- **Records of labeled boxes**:
------------------------------

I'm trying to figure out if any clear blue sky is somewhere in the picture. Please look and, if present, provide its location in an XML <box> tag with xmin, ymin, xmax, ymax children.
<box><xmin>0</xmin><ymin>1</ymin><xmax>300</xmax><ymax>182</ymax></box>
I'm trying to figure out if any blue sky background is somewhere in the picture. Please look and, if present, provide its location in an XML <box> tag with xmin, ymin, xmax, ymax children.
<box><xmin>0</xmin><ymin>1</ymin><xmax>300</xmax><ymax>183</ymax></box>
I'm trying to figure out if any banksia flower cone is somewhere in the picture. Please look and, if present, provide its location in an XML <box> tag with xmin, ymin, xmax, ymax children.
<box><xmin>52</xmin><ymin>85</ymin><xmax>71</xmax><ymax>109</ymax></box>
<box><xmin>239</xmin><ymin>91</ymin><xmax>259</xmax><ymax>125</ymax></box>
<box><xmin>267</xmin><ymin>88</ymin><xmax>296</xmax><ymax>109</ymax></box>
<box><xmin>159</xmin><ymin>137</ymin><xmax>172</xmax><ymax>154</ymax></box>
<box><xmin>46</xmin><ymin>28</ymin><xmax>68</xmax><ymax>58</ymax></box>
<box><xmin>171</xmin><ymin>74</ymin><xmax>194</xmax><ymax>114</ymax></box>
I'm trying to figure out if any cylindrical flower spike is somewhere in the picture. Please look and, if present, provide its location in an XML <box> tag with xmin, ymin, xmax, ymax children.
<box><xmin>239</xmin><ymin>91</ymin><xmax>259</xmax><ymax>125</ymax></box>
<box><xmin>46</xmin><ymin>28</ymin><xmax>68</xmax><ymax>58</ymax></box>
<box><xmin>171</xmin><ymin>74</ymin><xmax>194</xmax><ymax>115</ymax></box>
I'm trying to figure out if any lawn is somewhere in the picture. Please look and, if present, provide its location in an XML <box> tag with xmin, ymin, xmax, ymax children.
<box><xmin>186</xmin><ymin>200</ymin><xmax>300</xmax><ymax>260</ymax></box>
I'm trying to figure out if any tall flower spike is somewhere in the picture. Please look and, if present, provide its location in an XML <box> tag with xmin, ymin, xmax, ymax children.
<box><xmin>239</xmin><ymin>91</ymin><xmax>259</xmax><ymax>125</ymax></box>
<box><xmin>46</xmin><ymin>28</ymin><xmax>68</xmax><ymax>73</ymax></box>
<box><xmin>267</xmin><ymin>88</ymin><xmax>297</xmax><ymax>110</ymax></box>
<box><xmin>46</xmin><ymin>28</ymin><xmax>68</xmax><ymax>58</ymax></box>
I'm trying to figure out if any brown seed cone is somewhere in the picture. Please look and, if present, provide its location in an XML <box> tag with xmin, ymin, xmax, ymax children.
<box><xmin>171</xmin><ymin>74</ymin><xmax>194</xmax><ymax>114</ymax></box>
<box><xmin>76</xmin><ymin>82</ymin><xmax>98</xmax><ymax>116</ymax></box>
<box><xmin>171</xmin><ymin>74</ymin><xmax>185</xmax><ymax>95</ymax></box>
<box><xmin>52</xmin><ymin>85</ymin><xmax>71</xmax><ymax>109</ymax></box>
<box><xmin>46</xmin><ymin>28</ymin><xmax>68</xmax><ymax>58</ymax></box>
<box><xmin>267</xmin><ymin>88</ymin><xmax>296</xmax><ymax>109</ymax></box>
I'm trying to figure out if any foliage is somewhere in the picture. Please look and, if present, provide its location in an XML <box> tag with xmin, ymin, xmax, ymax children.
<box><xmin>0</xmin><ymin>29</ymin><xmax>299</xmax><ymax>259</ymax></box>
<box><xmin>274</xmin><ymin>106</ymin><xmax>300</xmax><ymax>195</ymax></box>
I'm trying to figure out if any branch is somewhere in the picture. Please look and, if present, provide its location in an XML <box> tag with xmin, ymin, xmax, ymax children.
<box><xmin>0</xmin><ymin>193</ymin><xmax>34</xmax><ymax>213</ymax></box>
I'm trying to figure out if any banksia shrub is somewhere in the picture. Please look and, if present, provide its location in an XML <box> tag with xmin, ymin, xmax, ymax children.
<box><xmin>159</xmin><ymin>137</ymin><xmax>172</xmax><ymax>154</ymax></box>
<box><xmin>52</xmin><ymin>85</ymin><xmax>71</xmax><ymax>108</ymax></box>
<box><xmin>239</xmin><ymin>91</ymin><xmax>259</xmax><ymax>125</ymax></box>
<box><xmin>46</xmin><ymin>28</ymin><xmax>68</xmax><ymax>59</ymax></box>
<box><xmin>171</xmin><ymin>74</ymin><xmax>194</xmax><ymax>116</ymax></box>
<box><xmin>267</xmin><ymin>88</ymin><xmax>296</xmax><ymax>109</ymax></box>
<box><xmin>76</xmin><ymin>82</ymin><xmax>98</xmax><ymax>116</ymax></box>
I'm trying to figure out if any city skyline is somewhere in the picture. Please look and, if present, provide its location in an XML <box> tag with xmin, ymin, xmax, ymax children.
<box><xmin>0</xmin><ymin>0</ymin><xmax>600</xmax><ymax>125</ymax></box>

------------------------------

Collect every line of the records that contains the word "cone", and copy each of those lines in full.

I'm trying to figure out if any banksia flower cone is somewhere in the picture. Please look and, if present, provide its location in an XML <box> tag with xmin, ymin, xmax, ymax children.
I'm trying to figure out if any brown seed cone is somewhere in the picture. Please look and, if present, provide its location in an XML <box> tag with xmin, ymin, xmax, ymax children.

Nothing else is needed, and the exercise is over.